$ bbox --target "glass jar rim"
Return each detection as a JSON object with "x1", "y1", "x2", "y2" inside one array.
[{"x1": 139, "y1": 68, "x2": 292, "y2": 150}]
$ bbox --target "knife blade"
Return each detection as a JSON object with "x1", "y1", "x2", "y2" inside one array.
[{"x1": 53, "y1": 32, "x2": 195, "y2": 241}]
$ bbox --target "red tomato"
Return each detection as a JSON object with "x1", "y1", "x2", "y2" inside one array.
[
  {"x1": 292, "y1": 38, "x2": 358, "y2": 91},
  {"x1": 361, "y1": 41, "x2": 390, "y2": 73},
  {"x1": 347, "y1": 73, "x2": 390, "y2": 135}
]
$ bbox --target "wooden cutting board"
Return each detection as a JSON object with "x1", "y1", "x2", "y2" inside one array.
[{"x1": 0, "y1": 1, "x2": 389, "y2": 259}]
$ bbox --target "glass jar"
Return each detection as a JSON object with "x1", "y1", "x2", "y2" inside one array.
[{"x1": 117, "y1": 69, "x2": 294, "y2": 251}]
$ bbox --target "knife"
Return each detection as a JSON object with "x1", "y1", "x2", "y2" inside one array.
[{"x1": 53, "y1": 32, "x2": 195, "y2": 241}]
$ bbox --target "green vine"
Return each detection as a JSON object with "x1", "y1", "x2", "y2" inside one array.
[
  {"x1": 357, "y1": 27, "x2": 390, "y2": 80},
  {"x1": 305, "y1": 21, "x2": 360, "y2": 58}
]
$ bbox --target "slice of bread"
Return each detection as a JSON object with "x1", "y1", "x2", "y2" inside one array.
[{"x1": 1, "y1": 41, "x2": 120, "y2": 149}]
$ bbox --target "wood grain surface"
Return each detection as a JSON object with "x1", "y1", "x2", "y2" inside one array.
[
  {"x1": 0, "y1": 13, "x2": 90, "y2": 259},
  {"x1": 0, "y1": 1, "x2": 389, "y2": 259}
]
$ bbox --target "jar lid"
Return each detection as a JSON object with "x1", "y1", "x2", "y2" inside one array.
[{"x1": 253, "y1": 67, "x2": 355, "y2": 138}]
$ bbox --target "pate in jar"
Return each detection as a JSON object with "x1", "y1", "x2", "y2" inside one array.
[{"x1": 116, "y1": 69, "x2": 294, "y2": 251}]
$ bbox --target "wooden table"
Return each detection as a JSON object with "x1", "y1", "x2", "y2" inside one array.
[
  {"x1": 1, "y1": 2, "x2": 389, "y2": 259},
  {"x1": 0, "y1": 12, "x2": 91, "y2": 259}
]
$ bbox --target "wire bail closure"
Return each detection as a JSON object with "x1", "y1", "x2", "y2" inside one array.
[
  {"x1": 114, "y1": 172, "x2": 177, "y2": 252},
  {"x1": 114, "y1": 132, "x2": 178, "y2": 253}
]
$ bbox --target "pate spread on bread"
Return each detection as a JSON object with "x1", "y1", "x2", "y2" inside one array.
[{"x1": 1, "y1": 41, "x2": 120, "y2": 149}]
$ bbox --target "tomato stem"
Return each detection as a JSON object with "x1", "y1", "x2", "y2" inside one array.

-------------------------

**Exercise**.
Repeat each record word for word.

**Written solution**.
$ bbox --target "glass jar rim"
Return each detection as a JSON object with "x1", "y1", "x2", "y2" inside one array.
[{"x1": 139, "y1": 68, "x2": 292, "y2": 150}]
$ bbox --target "knife blade"
Return each detection as a JSON object with "x1", "y1", "x2", "y2" inside one array.
[{"x1": 53, "y1": 32, "x2": 195, "y2": 241}]
$ bbox --target "red tomato"
Return each detection as a JSON object with "x1", "y1", "x2", "y2" inside one array.
[
  {"x1": 292, "y1": 38, "x2": 358, "y2": 91},
  {"x1": 361, "y1": 41, "x2": 390, "y2": 73},
  {"x1": 347, "y1": 73, "x2": 390, "y2": 135}
]
$ bbox --target "wooden cutting board"
Return each detection as a JSON object with "x1", "y1", "x2", "y2" inside one array.
[{"x1": 0, "y1": 1, "x2": 389, "y2": 259}]
$ bbox --target "glass jar"
Return each detection as a JSON object with "x1", "y1", "x2", "y2" inside one array.
[{"x1": 117, "y1": 69, "x2": 294, "y2": 251}]
$ bbox --target "knife"
Return each detection as a JSON object with "x1", "y1", "x2", "y2" inside one array.
[{"x1": 53, "y1": 32, "x2": 195, "y2": 241}]
$ bbox --target "green vine"
Return each detection as a JSON object with "x1", "y1", "x2", "y2" inside one array.
[
  {"x1": 357, "y1": 27, "x2": 390, "y2": 80},
  {"x1": 305, "y1": 21, "x2": 360, "y2": 58}
]
$ bbox --target "slice of bread"
Return each detection as a JSON object with "x1", "y1", "x2", "y2" inside one array.
[{"x1": 1, "y1": 41, "x2": 120, "y2": 149}]
$ bbox --target "wood grain surface"
Return each detection as a JSON object with "x1", "y1", "x2", "y2" inside one array.
[
  {"x1": 0, "y1": 13, "x2": 90, "y2": 259},
  {"x1": 0, "y1": 1, "x2": 389, "y2": 259}
]
$ bbox --target "jar lid"
Return each detection as a JSON object with "x1", "y1", "x2", "y2" inside one array.
[{"x1": 253, "y1": 67, "x2": 355, "y2": 138}]
$ bbox --target "pate in jar"
Return each detection as a JSON object with "x1", "y1", "x2", "y2" inside one array.
[{"x1": 116, "y1": 69, "x2": 294, "y2": 251}]
$ bbox --target "wooden table"
Return each detection as a JSON object with "x1", "y1", "x2", "y2" inside one array.
[
  {"x1": 1, "y1": 2, "x2": 389, "y2": 259},
  {"x1": 0, "y1": 12, "x2": 91, "y2": 259}
]
$ bbox --target "wire bail closure"
Return each detection as a JSON object with "x1", "y1", "x2", "y2" inside one array.
[
  {"x1": 114, "y1": 172, "x2": 177, "y2": 252},
  {"x1": 114, "y1": 132, "x2": 178, "y2": 253}
]
$ bbox --target "pate spread on bread"
Return each detection as a JSON object with "x1", "y1", "x2", "y2" inside one array.
[{"x1": 1, "y1": 41, "x2": 120, "y2": 149}]
$ bbox --target "tomato stem"
Return each detection as a JSON object with "x1", "y1", "x2", "y2" inside one array.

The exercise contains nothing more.